* _Task list_:
a: Based on the vectorset post, answer yes or no for each statement and quote the words from the post that decide it: (i) The vectorset is a B-tree. (ii) Replacing veque with std::deque was found to make the container slower. (iii) Reverse iterators are implemented.
b: Turn the paragraph of the vectorset post that begins "Instead of writing "manual" benchmarks" into a short list that keeps its main facts.
c: Write out the passage of the vectorset post starting at "In some way" and ending at "strategy is used.", swapping "compile-time constant" for "template parameter".

* _Text extract_:
--- --- ---

Vectorset, a faster std::set

Question

I decided to implement a vectorset, which is intended to be faster than std::set for the 3 fundamental operations, namely insert, erase, and lower_bound. The basic idea is to store some contiguous nodes in an array in order to improve cache locality, essentially "unrolling" the tree. (Of course this is a standard idea and it seems it is the motivation for B-trees, although it is definitely not a B-tree.) The goal is to have a slight performance improvement, and the implementation should be fairly high-level.

Update: it is different to boost.container's flat_set, because it seems flat_set uses only one underlying sequence container.

Some implementation points:

In some way it is a wrapper around std::map, allowing a simple design instead of reimplementing balanced trees from scratch. The (map) value is the array type, while the (map) key is the lowest (set) key in the array. The number of elements (set keys) in the array is bounded by a compile-time constant. This is the main invariant, and based on this some insertion strategy is used.
The array itself is a veque, a third-party single-header container which is a sort of std::vector with fast push_front() and faster insert, the idea being that you keep some capacity on both sides of the array. It has proven to be quite useful. Note that to avoid the dependency it is straightforward to replace it with a std::deque, but obviously the deque has been found to be slower.
Some features are not implemented (such as reverse iterators, merge, and an allocator template parameter). But I think the basic idea is there.
I don't know if I have implemented constness and forwarding in a fully correct manner. There's an unfortunate const_cast at the moment, which sounds wrong.
I used the rule of zero, since resources are managed by the std::map.
Instead of writing "manual" benchmarks, I decided to write a "trace" (basically a series of operations on the set structure, the operations being admittedly kind of random). I wrapped this in a very bare-bones executable. Then I used the command line benchmarking tool hyperfine to compare runtimes. This has the major disadvantage that it inherently also counts setup and teardown time, so speedup estimations may be faulty. At the same time it avoids boilerplate code or some benchmarking library to keep it simple, it's just to get an idea after all. A possible output is given at the end.

vectorset.hpp

#ifndef VECTORSET_VECTORSET_HPP
#define VECTORSET_VECTORSET_HPP

#include <map>
//see: https://github.com/Shmoopty/veque
#include "veque.hpp"

--- --- ---

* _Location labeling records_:
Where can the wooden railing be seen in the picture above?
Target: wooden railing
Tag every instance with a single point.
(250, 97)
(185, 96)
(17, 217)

--- --- ---

* _Answer set_:
a:
(i) No: "it is definitely not a B-tree"
(ii) Yes: "obviously the deque has been found to be slower"
(iii) No: "Some features are not implemented (such as reverse iterators, merge, and an allocator template parameter)"

b:
- A "trace" (a series of somewhat random operations on the set) was written instead of manual benchmarks.
- The trace was wrapped in a very bare-bones executable.
- Runtimes were compared with the command line benchmarking tool hyperfine.
- Drawback: setup and teardown time are also counted, so speedup estimates may be faulty.
- Advantage: it avoids boilerplate code and benchmarking libraries and keeps things simple, since the goal is only a rough idea.
- A possible output is given at the end.

c:
In some way it is a wrapper around std::map, allowing a simple design instead of reimplementing balanced trees from scratch. The (map) value is the array type, while the (map) key is the lowest (set) key in the array. The number of elements (set keys) in the array is bounded by a template parameter. This is the main invariant, and based on this some insertion strategy is used.